## SET TASKS
(1) Decide whether each statement agrees with the notes on two-sample comparison methods: (a) Richardson and Weiss (2018) use a multinomial distribution collection; (b) Loudin and Miettinen (2003) compress high-dimensional distributions to one dimension; (c) Gretton et al. (2007) ultimately employ traditional hypothesis testing. Answer yes or no for each, quoting the words that decide it.
(2) Reproduce the notes on two-sample comparison methods word for word, starting at "Theis et al." and ending at "learning, Bayesian models)".

Begin TEXT BLOCK

1. Two-Sample Comparison Methods

Richardson and Weiss (2018):

  • Closest method to this paper
  • Employs fixed region method
  • Uses binomial distribution collection rather than multinomial distribution
  • Finally uses z-test for evaluation

Johnson and Dasu (1998):

  • Divides high-dimensional data into categorical and continuous variables
  • Uses multiple testing to judge similarity

2. K-S Test Extensions

Press and Teukolsky (1988): Two-dimensional K-S test

Hagen et al. (2020): High-dimensional K-S distance

Loudin and Miettinen (2003):

  • Compresses high-dimensional distributions to one dimension
  • Uses one-dimensional K-S test

3. Kernel Methods

Gretton et al. (2007):

  • Applies reproducing kernel Hilbert space theory
  • Measures distribution similarity through function similarity
  • Ultimately employs traditional hypothesis testing

4. Generative Model Evaluation

Theis et al. (2015):

  • Evaluates probabilistic image generation models
  • Points out that different evaluation methods may lead to completely different conclusions

Borji (2018):

  • Comprehensive survey of evaluation metrics for generative adversarial networks
  • Some methods applicable to two-sample problems

Advantages of This Paper

  1. No Explicit Density Required: Applicable to complex models (deep learning, Bayesian models)

End TEXT BLOCK
Begin MATERIAL

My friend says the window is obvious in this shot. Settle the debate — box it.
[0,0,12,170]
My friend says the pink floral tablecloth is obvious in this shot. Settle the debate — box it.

End MATERIAL

## RESPONSES TO THE TASKS
(1)
(a) No: "Uses binomial distribution collection rather than multinomial distribution"
(b) Yes: "Compresses high-dimensional distributions to one dimension"
(c) Yes: "Ultimately employs traditional hypothesis testing"

(2)
Theis et al. (2015):

  • Evaluates probabilistic image generation models
  • Points out that different evaluation methods may lead to completely different conclusions

Borji (2018):

  • Comprehensive survey of evaluation metrics for generative adversarial networks
  • Some methods applicable to two-sample problems

Advantages of This Paper

  1. No Explicit Density Required: Applicable to complex models (deep learning, Bayesian models)